**The task:** Return exactly the lines below, starting with the one that has "Target: woman in blue dress" and going on through the one that has "Target: utility pole".

**Material for the task:**
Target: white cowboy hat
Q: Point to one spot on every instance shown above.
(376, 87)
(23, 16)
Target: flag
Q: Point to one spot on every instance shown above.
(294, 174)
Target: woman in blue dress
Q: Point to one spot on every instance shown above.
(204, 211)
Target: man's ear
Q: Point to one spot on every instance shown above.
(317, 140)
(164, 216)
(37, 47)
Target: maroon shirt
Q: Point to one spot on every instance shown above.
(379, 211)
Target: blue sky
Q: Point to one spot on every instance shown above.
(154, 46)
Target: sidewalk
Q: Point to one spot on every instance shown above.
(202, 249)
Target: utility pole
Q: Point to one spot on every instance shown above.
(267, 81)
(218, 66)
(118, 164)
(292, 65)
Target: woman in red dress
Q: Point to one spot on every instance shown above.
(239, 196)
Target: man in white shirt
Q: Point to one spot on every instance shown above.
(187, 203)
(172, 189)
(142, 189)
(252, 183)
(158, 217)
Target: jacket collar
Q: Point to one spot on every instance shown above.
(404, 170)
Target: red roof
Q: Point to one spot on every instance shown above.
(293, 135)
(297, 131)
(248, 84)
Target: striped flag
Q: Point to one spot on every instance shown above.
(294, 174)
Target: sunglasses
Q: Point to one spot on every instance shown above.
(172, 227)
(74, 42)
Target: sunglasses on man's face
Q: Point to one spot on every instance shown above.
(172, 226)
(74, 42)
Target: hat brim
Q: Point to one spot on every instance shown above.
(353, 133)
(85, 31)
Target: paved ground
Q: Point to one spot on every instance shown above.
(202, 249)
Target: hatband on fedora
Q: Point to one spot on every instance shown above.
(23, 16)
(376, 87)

**Exercise output:**
Target: woman in blue dress
Q: Point to one spot on every instance shown above.
(204, 211)
Target: man's ear
Q: Point to one spot on every instance shown above.
(317, 140)
(164, 216)
(37, 47)
Target: maroon shirt
Q: Point to one spot on every instance shown above.
(379, 211)
Target: blue sky
Q: Point to one spot on every instance shown above.
(154, 46)
Target: sidewalk
Q: Point to one spot on every instance shown above.
(202, 249)
Target: utility pole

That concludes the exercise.